> **Excerpted records**:
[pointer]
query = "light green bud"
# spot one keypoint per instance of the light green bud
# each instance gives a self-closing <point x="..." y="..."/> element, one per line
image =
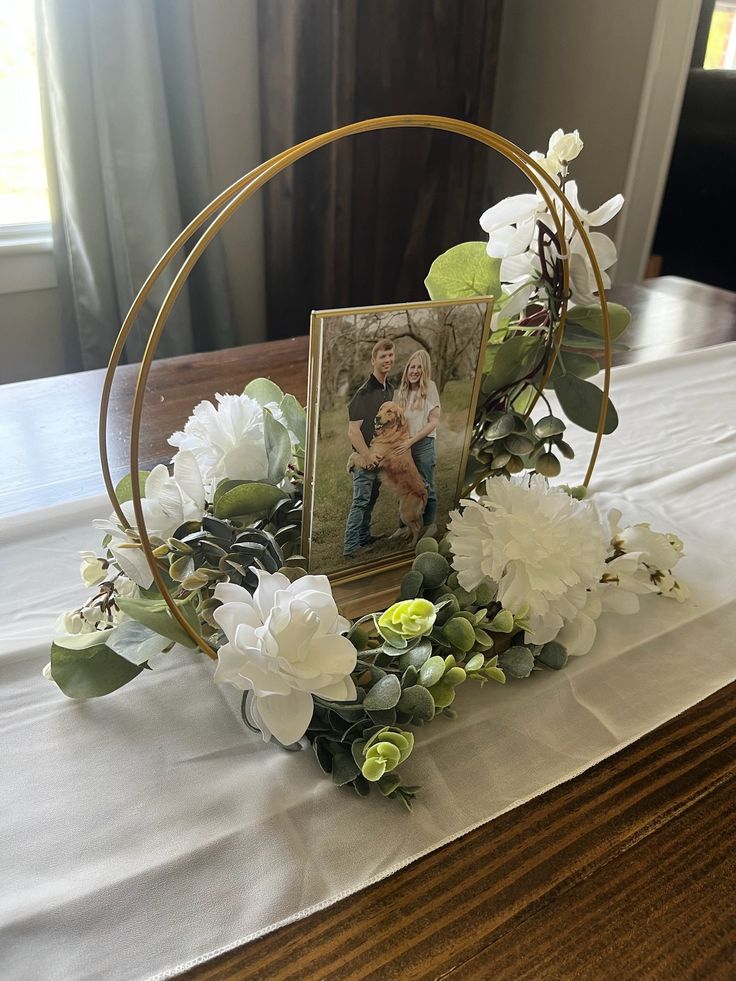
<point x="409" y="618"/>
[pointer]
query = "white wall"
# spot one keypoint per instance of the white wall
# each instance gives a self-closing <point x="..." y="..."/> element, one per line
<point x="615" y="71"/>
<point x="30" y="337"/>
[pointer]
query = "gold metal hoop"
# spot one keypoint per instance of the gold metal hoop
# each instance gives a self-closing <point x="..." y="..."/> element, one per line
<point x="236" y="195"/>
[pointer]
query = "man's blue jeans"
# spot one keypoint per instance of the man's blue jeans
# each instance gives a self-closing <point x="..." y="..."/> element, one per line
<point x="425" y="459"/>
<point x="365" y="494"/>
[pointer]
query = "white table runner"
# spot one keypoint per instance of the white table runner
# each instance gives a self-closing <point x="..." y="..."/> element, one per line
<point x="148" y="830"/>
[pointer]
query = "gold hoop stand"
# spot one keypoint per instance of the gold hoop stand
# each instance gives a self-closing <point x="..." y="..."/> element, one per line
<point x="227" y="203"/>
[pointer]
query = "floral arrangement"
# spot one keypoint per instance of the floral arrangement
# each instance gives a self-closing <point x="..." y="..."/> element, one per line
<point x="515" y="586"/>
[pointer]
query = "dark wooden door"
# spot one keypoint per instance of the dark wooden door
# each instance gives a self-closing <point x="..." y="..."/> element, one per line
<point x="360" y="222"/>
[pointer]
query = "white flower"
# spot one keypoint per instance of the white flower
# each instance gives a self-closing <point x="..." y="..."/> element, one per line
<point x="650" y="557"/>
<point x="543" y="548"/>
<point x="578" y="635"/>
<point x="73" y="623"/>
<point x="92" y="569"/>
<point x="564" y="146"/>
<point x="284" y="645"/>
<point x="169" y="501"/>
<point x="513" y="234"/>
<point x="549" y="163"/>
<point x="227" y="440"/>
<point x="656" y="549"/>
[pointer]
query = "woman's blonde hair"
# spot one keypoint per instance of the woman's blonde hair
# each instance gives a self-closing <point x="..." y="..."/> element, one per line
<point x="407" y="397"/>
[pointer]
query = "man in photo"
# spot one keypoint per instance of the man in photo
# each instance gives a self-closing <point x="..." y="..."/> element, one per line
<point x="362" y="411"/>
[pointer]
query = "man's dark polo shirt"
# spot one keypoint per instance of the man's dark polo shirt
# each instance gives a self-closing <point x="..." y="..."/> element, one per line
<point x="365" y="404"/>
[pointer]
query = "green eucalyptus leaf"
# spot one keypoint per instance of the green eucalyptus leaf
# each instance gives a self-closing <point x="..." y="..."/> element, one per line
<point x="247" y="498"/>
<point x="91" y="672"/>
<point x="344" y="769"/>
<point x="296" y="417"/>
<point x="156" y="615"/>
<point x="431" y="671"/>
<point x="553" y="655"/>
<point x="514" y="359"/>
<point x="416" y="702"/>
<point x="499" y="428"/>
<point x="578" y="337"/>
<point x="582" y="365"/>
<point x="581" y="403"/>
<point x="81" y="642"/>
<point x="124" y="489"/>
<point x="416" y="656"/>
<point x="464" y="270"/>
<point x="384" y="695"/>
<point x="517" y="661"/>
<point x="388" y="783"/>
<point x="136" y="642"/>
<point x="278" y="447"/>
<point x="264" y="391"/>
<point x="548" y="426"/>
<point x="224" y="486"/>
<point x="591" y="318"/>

> **Exercise directions**: All the material shown above is to be copied exactly, with no pictures carried over.

> **Solution to this problem**:
[pointer]
query = "light green bud"
# spot one keypoint per instance of the light green bud
# each instance gives a self-closing <point x="..." y="..."/> element, one per line
image =
<point x="409" y="618"/>
[pointer]
query = "white wall"
# spot one keypoint per instance of the white wall
# each instance gives a self-closing <point x="..." y="..."/> element, one per line
<point x="615" y="71"/>
<point x="30" y="337"/>
[pointer]
query = "gold metal hoop"
# spot one keypoint per instance of the gold metal hoop
# each instance gives a self-closing <point x="..." y="..."/> element, one per line
<point x="236" y="195"/>
[pointer]
query = "man's blue jeans"
# spot one keypoint per instance of the man's blue jeans
# each instance gives a self-closing <point x="..." y="..."/> element, one per line
<point x="425" y="459"/>
<point x="365" y="494"/>
[pointer]
query = "white table runner"
# spot one keypoint per instance of the white table runner
# each instance gives a self-closing <point x="..." y="..."/> element, one per line
<point x="148" y="830"/>
[pointer]
query = "gold hoop stand"
# spot one keypoint per instance of the gold hoop stand
# each instance gives a self-closing <point x="..." y="..."/> element, one per line
<point x="227" y="203"/>
[pointer]
query = "floral arrangement"
# spot one keypoint per instance of the floral arrangement
# each instance gives a self-closing <point x="..." y="..."/> element, one per line
<point x="515" y="586"/>
[pointer]
query = "dark wooden door"
# spot one keypoint per instance of the dark wooden door
# each instance gives a self-closing <point x="..." y="..."/> element, one per line
<point x="360" y="222"/>
[pointer]
query = "white flower"
# spot one keypoint per instance of the white flower
# each instance gives a self-closing <point x="..." y="..."/> element, one per line
<point x="650" y="557"/>
<point x="543" y="548"/>
<point x="578" y="635"/>
<point x="73" y="623"/>
<point x="92" y="569"/>
<point x="564" y="146"/>
<point x="284" y="645"/>
<point x="169" y="501"/>
<point x="513" y="234"/>
<point x="549" y="163"/>
<point x="227" y="440"/>
<point x="656" y="549"/>
[pointer]
query = "woman's blonde hair"
# spot one keypoint per instance of the woman's blonde hair
# each instance gives a self-closing <point x="..." y="..."/> element, one per line
<point x="407" y="397"/>
[pointer]
query = "man in photo"
# spot one keypoint per instance of the man in photo
# each instance gives a self-closing <point x="..." y="..."/> element, one per line
<point x="362" y="411"/>
[pointer]
query = "man's dark polo shirt"
# spot one keypoint per instance of the man's dark polo shirt
# each instance gives a self-closing <point x="..." y="..."/> element, one per line
<point x="365" y="404"/>
[pointer]
query = "green eucalyptus leaf"
# spot one keypoint per instance of the green eucalyptus leaf
# each instance gives a self-closing <point x="..." y="..."/> element, one per line
<point x="247" y="498"/>
<point x="91" y="672"/>
<point x="344" y="769"/>
<point x="296" y="417"/>
<point x="156" y="615"/>
<point x="431" y="671"/>
<point x="553" y="655"/>
<point x="514" y="359"/>
<point x="416" y="702"/>
<point x="499" y="428"/>
<point x="578" y="337"/>
<point x="582" y="365"/>
<point x="581" y="403"/>
<point x="81" y="642"/>
<point x="124" y="489"/>
<point x="416" y="656"/>
<point x="464" y="270"/>
<point x="384" y="695"/>
<point x="517" y="661"/>
<point x="388" y="783"/>
<point x="136" y="642"/>
<point x="278" y="447"/>
<point x="264" y="391"/>
<point x="548" y="426"/>
<point x="224" y="486"/>
<point x="591" y="318"/>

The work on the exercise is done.